→ EXCERPT PROVIDED
Redesigning the rules for global trade in this way can encourage poorer countries simultaneously to promote labour standards, thereby muting the labour-cost-based competition between them that currently punishes improvements in labour standards with diversion of trade and investment.
New rules for global trade can lessen the collective action problem among poorer countries that makes it difficult to raise labour standards and thereby foster an increase in the real freedom of countries to improve the lives of people. The cost advantages of poorer countries in the production of labour-intensive commodities are likely to continue to be large and to encourage significant global trade in these goods and services, even after significant labour standards improvements.
The new rules would make substantial allowances for the real constraints faced by poor countries, recognising that the appropriate level of labour standards in each country depends on its level of development. A progressive world trading system would require each country to promote labour standards only to the extent that is presently realistic and reasonable, given the country's level of development and social conditions, and would reward efforts rather than outcomes.

→ GIVEN INFORMATION
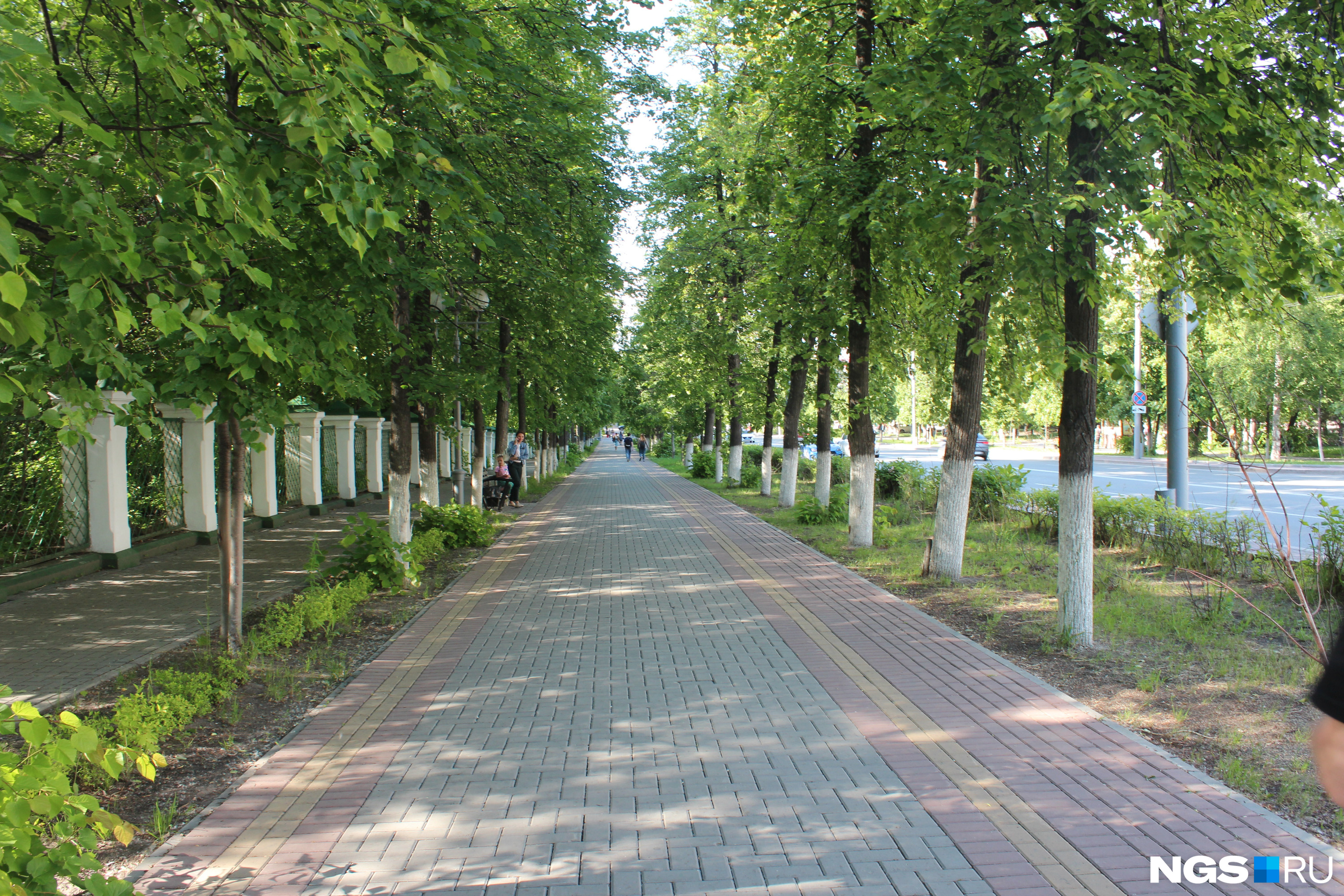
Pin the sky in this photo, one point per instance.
(644, 136)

→ EXERCISE TASK 1
In the passage on global trade rules, reproduce the part that begins at "New rules for" and ends after "labour standards improvements.", swapping "poorer countries" for "low-income countries" wherever it occurs.
→ EXERCISE TASK 2
Extend the passage on labor standards and global trade rules, starting right after its final sentence.

→ EXERCISE OUTPUT 1
New rules for global trade can lessen the collective action problem among low-income countries that makes it difficult to raise labour standards and thereby foster an increase in the real freedom of countries to improve the lives of people. The cost advantages of low-income countries in the production of labour-intensive commodities are likely to continue to be large and to encourage significant global trade in these goods and services, even after significant labour standards improvements.

→ EXERCISE OUTPUT 2
The new rules would involve context-sensitive and development oriented "linkage" between global trade and labour standards. Linkage has been widely criticised on the grounds that it is likely to "hurt those countries that it is meant to help" and that it will provide a "fig-leaf" for protectionism by rich countries.
Critics of linkage have asserted that it will reduce poor countries' gains from trade by diminishing the incentive to purchase from them the labour-intensive goods and services in which they enjoy a comparative advantage. These are legitimate concerns, and we share them. However, a progressive world trading system can address these concerns.
It will be infeasible for rich countries to employ provisions promoting labour standards for protectionist ends if these provisions form part of a rule-based and transparently adjudicated system. Indeed, under the proposed system, rich countries will be required to provide additional concessions to poorer countries that demonstrably take efforts to promote labour standards.
The WTO system has been widely praised for creating a rule-based system for the governance of international trade. There is no reason that this desirable feature cannot be extended to incorporate labour standards within that system.
An agenda for world trade not too late: A new set of rules for global trade will empower rather than constrain poorer countries. It will permit progressive governments that wish to promote labour standards to do so more easily, without fear of diminished opportunities to trade.
It will also encourage governments that are not presently inclined to promote labour standards to do so. In this way, new rules for global trade can provide powerful assistance to workers in poor countries whose interests are not adequately being furthered by their governments, because governments are either unable or unwilling.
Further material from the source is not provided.